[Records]

==*==

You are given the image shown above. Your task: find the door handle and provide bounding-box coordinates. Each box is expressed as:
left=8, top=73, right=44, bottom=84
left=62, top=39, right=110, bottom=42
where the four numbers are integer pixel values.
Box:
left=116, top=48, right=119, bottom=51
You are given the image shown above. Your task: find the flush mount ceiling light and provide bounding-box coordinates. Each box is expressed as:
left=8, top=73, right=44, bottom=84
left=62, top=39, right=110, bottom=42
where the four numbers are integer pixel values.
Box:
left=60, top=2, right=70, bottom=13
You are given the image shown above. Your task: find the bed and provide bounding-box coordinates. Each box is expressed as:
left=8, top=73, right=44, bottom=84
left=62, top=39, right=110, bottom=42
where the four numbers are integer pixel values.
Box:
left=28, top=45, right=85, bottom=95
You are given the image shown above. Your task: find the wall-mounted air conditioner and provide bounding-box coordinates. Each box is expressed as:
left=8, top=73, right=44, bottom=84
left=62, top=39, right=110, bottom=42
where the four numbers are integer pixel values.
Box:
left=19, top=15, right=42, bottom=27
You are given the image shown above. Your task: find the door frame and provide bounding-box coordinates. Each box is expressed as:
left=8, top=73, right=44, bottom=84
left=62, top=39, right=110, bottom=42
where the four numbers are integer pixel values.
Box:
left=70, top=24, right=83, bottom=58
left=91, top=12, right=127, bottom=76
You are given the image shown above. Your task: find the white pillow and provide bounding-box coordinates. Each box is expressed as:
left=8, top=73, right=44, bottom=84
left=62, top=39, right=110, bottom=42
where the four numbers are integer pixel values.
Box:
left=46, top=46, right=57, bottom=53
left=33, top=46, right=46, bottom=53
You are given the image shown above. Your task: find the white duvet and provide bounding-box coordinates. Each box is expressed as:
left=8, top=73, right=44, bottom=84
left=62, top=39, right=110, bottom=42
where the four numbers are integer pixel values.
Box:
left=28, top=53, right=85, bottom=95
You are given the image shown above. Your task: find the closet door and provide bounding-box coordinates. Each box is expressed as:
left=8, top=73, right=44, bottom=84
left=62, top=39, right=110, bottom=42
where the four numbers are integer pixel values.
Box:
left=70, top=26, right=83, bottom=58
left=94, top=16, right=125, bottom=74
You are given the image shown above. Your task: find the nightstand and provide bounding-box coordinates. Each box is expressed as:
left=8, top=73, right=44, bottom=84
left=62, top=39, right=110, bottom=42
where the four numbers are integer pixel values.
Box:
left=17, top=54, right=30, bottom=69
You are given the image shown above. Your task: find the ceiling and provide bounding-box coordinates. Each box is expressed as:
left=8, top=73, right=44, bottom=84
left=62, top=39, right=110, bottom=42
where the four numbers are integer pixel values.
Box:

==*==

_WHAT IS NEEDED_
Rewrite the listing above, swapping every occurrence of "integer pixel values" for "whole-number pixel values" and leaving all other text unchanged.

_ANSWER TO THIS EXERCISE_
You are given the image shown above. Your task: find the door handle and provide bounding-box coordinates. Each box is expressed as:
left=8, top=73, right=44, bottom=84
left=62, top=39, right=110, bottom=42
where the four numbers are whole-number pixel values.
Box:
left=116, top=48, right=119, bottom=51
You are given the image shown above. Your task: find the flush mount ceiling light and provide bounding-box coordinates. Each box is expressed as:
left=8, top=73, right=44, bottom=84
left=62, top=39, right=110, bottom=42
where the four numbers are whole-number pixel values.
Box:
left=60, top=2, right=70, bottom=13
You are given the image shown above. Your task: find the bed and provide bounding-box coordinates. Each box is expressed as:
left=8, top=73, right=44, bottom=84
left=62, top=39, right=110, bottom=42
where the four numbers are whole-number pixel values.
Box:
left=28, top=45, right=85, bottom=95
You are given the image shown above. Your task: find the wall-mounted air conditioner and provide bounding-box coordinates. Each box is expressed as:
left=8, top=73, right=44, bottom=84
left=62, top=39, right=110, bottom=42
where the four numbers are whole-number pixel values.
Box:
left=19, top=15, right=42, bottom=27
You are given the image shown above. Your task: find the door frame and provide bounding-box coordinates. Each box is expressed as:
left=8, top=73, right=44, bottom=84
left=62, top=39, right=110, bottom=42
where the four numbers are whole-number pixel values.
Box:
left=70, top=24, right=83, bottom=58
left=91, top=12, right=127, bottom=76
You are given the image shown above. Your task: find the white pillow and provide bounding-box coordinates. Each box is expressed as:
left=8, top=73, right=44, bottom=84
left=62, top=39, right=110, bottom=42
where the four numbers are whole-number pixel values.
Box:
left=46, top=46, right=57, bottom=53
left=33, top=46, right=46, bottom=53
You are given the image shown above. Your task: find the white duvet and provide bounding-box coordinates. Each box is expressed as:
left=8, top=73, right=44, bottom=84
left=62, top=39, right=110, bottom=42
where the four numbers are whole-number pixel values.
Box:
left=28, top=53, right=85, bottom=95
You are given the image shown above. Your task: find the closet door and provide bounding-box coordinates. Each box is expressed as:
left=8, top=73, right=44, bottom=84
left=62, top=39, right=110, bottom=42
where the four numbers are whole-number pixel values.
Box:
left=70, top=26, right=83, bottom=58
left=94, top=16, right=125, bottom=74
You are given the image shown above. Your task: find the nightstand and provide bounding-box coordinates. Each box is expressed as:
left=8, top=73, right=44, bottom=84
left=62, top=39, right=110, bottom=42
where the four numbers are whole-number pixel values.
Box:
left=17, top=54, right=30, bottom=69
You are given the image shown above. Your task: find the ceiling and provide bounding-box coordinates. Each box is expressed as:
left=8, top=73, right=44, bottom=84
left=62, top=39, right=110, bottom=42
where the four numbers are whole-number pixel values.
Box:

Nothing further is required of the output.